------ PASSAGE ------
Now Imagine If Human Beings Had a Mating Season Like the Rest of the Animals

There would be government press conferences, because that’s what governments do best, announce nothing with the most fanfare, while making it seem like it was their idea in the first place.

If human beings had a mating season like wildebeests or flamingos, it wouldn’t just happen quietly. Oh no. There would be alerts and HR emails. Your mother would call you to say It has started, and that you better not disappoint this time, like you have been doing for the past four years.

Somewhere around late August, a government spokesperson would stand behind a podium and say, “Citizens are advised that Mating Season 2026 will officially commence at midnight. Please plan accordingly.”

Perfume sellers would run Buy One Get One Free offers on scents with pheromones (does this really work, or it’s just one of those advertising gimmicks.) Gyms would be packed beyond capacity. Instagram would become a wildlife documentary narrated by someone who sounds suspiciously like David Attenborough:

“Here we observe the urban male adjusting his haircut for the fourth time this week, hoping to attract a mate…”
------ SOURCE DATA ------
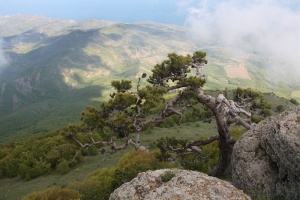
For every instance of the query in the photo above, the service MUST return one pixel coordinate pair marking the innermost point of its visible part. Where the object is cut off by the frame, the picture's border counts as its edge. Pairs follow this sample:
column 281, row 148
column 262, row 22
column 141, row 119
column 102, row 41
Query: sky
column 269, row 27
column 164, row 11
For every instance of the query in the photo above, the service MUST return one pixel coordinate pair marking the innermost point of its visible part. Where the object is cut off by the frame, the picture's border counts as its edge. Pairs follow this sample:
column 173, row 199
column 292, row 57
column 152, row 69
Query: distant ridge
column 57, row 67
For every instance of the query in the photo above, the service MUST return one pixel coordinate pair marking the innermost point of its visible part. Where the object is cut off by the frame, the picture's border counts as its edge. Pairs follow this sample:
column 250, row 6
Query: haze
column 266, row 27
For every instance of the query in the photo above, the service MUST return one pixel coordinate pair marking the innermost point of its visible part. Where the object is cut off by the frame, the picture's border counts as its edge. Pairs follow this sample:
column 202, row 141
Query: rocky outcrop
column 176, row 184
column 266, row 160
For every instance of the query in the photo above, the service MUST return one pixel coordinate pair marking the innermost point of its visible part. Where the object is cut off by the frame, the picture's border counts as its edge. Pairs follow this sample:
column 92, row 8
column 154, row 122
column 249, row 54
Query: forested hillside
column 57, row 67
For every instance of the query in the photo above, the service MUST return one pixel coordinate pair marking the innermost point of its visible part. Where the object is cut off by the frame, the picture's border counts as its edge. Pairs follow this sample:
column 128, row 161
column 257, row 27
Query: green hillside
column 57, row 67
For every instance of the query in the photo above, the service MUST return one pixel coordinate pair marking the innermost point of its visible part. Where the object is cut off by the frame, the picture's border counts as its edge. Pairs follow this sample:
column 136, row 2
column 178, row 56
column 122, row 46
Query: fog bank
column 267, row 27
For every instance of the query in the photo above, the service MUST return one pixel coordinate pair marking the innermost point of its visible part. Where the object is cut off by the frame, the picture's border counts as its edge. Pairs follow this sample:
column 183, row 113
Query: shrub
column 63, row 166
column 294, row 101
column 53, row 194
column 280, row 108
column 167, row 176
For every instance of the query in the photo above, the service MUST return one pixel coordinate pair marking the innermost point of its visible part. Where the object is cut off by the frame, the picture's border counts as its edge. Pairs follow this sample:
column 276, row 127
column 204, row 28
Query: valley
column 57, row 67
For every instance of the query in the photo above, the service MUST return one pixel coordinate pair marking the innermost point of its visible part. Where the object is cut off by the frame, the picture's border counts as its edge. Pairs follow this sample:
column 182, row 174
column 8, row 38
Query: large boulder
column 266, row 160
column 176, row 184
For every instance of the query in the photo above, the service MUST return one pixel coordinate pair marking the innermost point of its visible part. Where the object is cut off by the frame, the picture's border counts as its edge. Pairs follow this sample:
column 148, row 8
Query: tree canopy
column 130, row 110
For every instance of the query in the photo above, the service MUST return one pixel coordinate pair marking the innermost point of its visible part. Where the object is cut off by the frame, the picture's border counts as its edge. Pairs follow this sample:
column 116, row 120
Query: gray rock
column 266, row 160
column 176, row 184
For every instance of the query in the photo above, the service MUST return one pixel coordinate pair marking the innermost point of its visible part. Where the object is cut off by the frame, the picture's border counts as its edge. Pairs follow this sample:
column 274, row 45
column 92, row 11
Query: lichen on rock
column 266, row 160
column 183, row 184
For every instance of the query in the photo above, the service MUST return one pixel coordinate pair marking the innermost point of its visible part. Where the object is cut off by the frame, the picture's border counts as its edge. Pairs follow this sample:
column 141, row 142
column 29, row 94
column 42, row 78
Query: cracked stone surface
column 266, row 160
column 185, row 185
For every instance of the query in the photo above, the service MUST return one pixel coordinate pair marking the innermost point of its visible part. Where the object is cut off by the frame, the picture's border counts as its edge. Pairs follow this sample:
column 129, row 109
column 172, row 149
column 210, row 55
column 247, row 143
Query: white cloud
column 270, row 27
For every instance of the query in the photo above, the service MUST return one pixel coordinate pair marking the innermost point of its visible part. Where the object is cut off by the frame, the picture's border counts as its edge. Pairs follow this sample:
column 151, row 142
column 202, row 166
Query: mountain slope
column 56, row 67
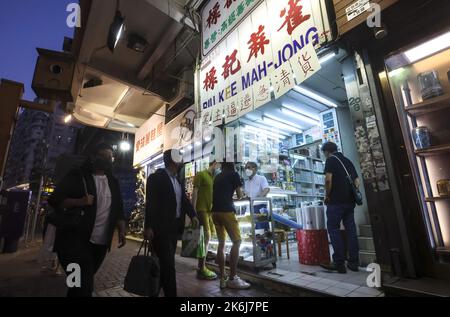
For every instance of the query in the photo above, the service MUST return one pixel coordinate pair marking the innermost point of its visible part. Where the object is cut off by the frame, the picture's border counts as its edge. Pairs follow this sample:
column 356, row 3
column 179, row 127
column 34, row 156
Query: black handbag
column 355, row 191
column 69, row 218
column 143, row 276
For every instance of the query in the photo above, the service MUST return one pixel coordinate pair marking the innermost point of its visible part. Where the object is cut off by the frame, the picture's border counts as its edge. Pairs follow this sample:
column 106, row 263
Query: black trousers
column 90, row 257
column 165, row 246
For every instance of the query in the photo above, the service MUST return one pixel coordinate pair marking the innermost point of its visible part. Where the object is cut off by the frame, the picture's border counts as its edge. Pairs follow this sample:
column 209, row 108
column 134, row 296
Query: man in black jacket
column 94, row 189
column 166, row 208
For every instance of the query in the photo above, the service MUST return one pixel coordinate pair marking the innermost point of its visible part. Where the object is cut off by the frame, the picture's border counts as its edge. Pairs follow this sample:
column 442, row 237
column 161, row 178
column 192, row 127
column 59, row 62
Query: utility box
column 57, row 76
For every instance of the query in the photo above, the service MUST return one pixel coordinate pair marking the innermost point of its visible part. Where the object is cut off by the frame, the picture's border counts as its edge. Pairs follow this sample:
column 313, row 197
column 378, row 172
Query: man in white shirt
column 256, row 186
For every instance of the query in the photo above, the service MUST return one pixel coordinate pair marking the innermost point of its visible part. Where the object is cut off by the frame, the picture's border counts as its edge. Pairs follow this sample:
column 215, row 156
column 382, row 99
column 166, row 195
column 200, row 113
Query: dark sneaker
column 354, row 267
column 340, row 268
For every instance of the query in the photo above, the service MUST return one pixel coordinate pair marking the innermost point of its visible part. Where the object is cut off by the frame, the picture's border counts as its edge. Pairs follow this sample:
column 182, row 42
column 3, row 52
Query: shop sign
column 220, row 17
column 266, row 53
column 180, row 131
column 149, row 139
column 357, row 8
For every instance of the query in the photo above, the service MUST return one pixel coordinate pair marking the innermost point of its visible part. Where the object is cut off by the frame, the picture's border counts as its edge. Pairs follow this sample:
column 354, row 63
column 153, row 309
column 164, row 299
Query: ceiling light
column 116, row 31
column 295, row 114
column 68, row 119
column 428, row 48
column 286, row 122
column 263, row 128
column 264, row 132
column 91, row 83
column 280, row 125
column 125, row 146
column 324, row 59
column 313, row 95
column 137, row 43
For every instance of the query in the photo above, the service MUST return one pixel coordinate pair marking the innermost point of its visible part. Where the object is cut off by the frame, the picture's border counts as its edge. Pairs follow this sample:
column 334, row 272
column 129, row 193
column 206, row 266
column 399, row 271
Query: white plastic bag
column 47, row 256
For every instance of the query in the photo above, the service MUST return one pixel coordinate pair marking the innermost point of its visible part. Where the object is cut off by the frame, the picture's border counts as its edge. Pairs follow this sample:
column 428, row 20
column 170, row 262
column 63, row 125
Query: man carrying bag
column 143, row 276
column 342, row 196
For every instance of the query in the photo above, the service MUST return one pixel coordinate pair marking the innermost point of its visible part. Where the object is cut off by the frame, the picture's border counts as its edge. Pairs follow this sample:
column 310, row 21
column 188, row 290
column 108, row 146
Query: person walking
column 224, row 216
column 256, row 186
column 94, row 189
column 202, row 200
column 165, row 211
column 341, row 204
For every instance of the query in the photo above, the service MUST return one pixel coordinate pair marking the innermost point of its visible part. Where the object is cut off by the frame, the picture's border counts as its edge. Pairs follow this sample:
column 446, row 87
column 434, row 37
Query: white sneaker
column 238, row 283
column 223, row 283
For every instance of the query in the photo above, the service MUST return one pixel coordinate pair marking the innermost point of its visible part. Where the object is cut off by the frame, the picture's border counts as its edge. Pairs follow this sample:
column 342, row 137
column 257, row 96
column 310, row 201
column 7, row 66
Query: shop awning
column 122, row 89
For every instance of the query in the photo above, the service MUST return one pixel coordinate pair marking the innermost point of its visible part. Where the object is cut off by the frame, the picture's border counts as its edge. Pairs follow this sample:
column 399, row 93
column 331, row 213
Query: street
column 22, row 276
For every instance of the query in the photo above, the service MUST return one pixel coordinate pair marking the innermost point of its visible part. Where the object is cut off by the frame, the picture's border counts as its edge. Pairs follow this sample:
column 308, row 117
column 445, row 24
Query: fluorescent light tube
column 428, row 48
column 281, row 125
column 311, row 94
column 300, row 116
column 326, row 58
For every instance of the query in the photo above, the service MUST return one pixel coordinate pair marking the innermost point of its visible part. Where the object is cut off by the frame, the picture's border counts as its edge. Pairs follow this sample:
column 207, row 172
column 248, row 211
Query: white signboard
column 274, row 43
column 149, row 139
column 180, row 131
column 220, row 17
column 357, row 8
------
- ASSIGNMENT A -
List each subject named in the mating season essay's paragraph that begins "Perfume sellers," together with what that subject would do.
- ASSIGNMENT B -
According to the mating season essay, at what time would Mating Season 2026 officially begin?

- RESPONSE BOX A -
- Perfume sellers would run Buy One Get One Free offers on scents with pheromones.
- Gyms would be packed beyond capacity.
- Instagram would become a wildlife documentary narrated by someone who sounds suspiciously like David Attenborough.

- RESPONSE BOX B -
At midnight.